— Task brief —
Please edit the rows below from the line with "Would you kindly indicate the floral" through the end of the rows, replacing "floral patterned" with "striped" and leaving everything else unchanged. Return only those lines.

— Rows from a point labeling set —
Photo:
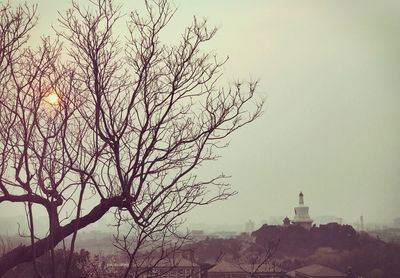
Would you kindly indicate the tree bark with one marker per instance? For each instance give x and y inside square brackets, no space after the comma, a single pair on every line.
[23,253]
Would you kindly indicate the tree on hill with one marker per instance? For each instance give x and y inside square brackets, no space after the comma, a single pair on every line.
[124,122]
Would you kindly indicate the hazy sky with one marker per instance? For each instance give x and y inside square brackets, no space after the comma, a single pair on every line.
[330,71]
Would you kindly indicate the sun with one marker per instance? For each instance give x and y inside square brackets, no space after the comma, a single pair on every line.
[52,98]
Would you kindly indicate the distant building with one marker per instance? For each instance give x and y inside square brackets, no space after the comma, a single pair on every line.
[301,216]
[286,221]
[316,271]
[166,268]
[249,226]
[235,270]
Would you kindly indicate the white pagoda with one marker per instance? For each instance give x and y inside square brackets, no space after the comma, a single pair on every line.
[301,216]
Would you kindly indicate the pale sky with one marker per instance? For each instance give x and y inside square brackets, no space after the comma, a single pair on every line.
[330,71]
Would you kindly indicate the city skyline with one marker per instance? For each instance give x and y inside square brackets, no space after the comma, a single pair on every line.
[329,72]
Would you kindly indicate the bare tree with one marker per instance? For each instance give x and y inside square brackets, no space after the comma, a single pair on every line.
[257,259]
[126,122]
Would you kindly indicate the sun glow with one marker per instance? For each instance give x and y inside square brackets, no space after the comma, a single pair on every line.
[52,98]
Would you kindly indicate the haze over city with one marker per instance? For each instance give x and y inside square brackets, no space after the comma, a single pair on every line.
[199,139]
[329,73]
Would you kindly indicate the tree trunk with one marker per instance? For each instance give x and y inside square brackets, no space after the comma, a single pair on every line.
[23,253]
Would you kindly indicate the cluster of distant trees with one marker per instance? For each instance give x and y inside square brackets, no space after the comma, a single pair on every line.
[334,245]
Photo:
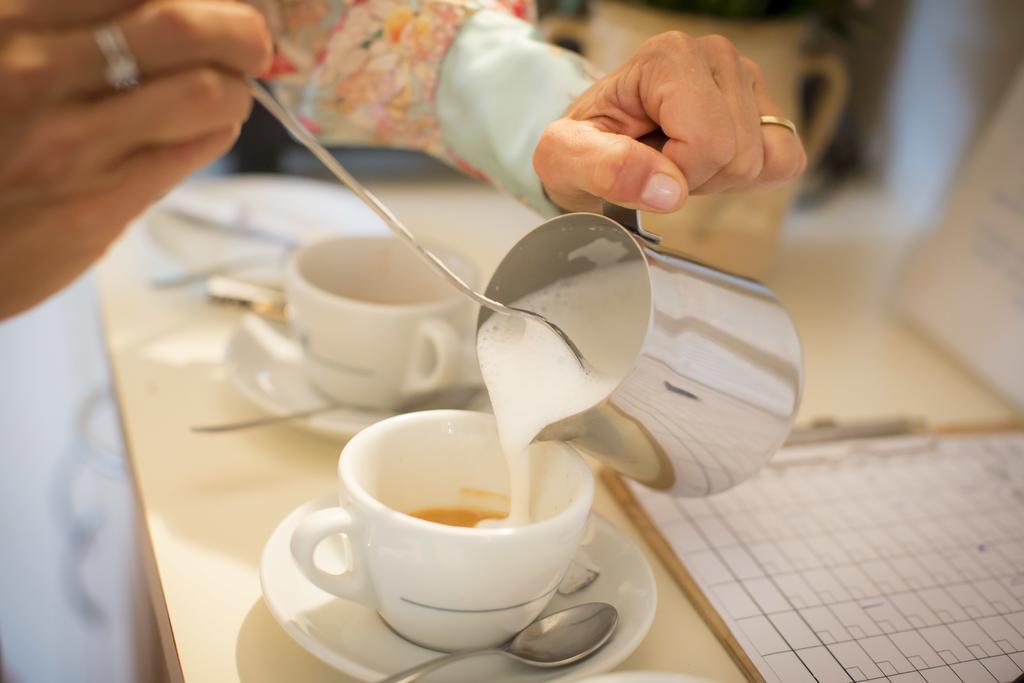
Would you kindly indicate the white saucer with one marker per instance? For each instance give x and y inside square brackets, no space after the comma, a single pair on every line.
[298,209]
[264,365]
[353,639]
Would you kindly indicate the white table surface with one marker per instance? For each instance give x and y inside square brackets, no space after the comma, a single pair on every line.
[209,502]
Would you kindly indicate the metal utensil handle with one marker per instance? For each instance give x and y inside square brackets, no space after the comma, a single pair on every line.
[307,139]
[414,673]
[630,218]
[309,142]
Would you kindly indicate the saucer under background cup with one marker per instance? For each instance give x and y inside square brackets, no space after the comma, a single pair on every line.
[353,639]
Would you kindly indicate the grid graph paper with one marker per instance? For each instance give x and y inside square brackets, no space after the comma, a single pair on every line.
[893,560]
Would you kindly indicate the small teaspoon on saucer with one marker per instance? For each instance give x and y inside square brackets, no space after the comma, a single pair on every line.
[556,640]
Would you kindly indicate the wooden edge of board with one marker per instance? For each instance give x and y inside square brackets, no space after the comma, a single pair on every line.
[667,555]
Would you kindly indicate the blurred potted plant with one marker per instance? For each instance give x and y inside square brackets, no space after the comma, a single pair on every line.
[736,232]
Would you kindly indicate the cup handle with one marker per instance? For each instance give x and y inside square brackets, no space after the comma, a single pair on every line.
[824,117]
[437,346]
[352,584]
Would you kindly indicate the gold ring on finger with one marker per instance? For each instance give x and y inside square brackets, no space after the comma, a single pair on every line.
[122,69]
[778,121]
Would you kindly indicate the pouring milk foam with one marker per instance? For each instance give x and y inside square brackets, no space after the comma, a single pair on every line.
[531,376]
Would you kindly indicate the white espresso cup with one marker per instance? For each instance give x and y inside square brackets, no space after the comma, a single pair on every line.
[448,588]
[376,324]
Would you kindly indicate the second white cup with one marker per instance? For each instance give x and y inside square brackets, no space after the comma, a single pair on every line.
[446,587]
[376,324]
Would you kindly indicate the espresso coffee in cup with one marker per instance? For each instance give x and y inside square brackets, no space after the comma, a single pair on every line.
[440,585]
[458,515]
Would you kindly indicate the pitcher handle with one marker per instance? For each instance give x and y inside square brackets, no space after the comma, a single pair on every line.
[630,218]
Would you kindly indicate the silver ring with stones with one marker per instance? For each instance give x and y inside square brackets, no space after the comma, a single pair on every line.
[122,69]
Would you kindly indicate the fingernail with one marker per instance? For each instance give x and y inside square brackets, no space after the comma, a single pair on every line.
[662,191]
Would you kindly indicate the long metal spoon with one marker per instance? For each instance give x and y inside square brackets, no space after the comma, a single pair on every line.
[453,397]
[556,640]
[307,139]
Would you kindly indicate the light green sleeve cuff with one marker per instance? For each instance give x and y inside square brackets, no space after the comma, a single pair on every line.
[500,86]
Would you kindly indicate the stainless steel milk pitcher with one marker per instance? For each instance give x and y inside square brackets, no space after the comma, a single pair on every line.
[714,371]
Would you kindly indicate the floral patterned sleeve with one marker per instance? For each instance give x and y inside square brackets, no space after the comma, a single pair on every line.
[467,81]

— Final answer —
Would you kindly indicate the striped sleeve with one marker per instance? For each instance give x and y inside square brackets, no space after the comma, a single pair on every line.
[467,81]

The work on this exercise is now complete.